Please rewrite every row below with "potato skin" replaced by "apple peel", keeping everything else the same.
#### Stored data
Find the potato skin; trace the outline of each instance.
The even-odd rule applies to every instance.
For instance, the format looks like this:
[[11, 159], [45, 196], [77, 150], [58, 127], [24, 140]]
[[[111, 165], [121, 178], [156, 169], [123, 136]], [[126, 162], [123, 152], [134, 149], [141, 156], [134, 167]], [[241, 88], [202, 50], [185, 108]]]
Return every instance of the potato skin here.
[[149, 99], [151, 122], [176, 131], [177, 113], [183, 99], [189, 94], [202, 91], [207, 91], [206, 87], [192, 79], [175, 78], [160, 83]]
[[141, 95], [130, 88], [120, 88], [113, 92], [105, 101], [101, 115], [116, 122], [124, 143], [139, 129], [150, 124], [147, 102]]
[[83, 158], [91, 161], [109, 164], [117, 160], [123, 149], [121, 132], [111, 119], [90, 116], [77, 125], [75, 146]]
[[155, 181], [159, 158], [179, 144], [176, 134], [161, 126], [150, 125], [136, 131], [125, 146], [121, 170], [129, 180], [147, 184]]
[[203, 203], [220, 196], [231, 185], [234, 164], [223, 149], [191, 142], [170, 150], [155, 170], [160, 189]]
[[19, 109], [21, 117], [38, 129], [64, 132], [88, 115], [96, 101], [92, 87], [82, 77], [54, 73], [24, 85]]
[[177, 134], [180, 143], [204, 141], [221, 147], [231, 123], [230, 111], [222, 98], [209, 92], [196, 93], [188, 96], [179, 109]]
########
• _Solution below_:
Find the apple peel; trace the outline of each instance.
The even-odd rule applies to every instance.
For instance, the format looks like this:
[[11, 159], [45, 196], [77, 150], [58, 127], [24, 140]]
[[[111, 165], [121, 178], [156, 169], [123, 136]], [[126, 162], [123, 152], [134, 149], [141, 156], [134, 167]], [[241, 88], [202, 50], [185, 108]]]
Return every instance of the apple peel here.
[[149, 99], [151, 122], [176, 131], [177, 113], [183, 99], [189, 94], [202, 91], [207, 91], [206, 87], [192, 79], [175, 78], [160, 83]]
[[141, 95], [130, 88], [120, 88], [113, 92], [105, 101], [101, 115], [116, 122], [124, 143], [139, 129], [150, 124], [147, 102]]
[[83, 158], [91, 161], [109, 164], [117, 160], [123, 149], [121, 132], [111, 119], [90, 116], [77, 125], [75, 146]]
[[155, 181], [159, 158], [179, 144], [176, 134], [161, 126], [150, 125], [136, 131], [125, 146], [121, 170], [129, 180], [147, 184]]
[[203, 203], [220, 196], [231, 185], [234, 164], [223, 149], [191, 142], [170, 150], [155, 170], [160, 189]]
[[19, 109], [21, 117], [38, 129], [64, 132], [88, 115], [96, 101], [92, 87], [82, 77], [54, 73], [24, 85]]
[[177, 134], [180, 143], [204, 141], [221, 147], [231, 123], [230, 111], [222, 98], [209, 92], [196, 93], [188, 96], [179, 109]]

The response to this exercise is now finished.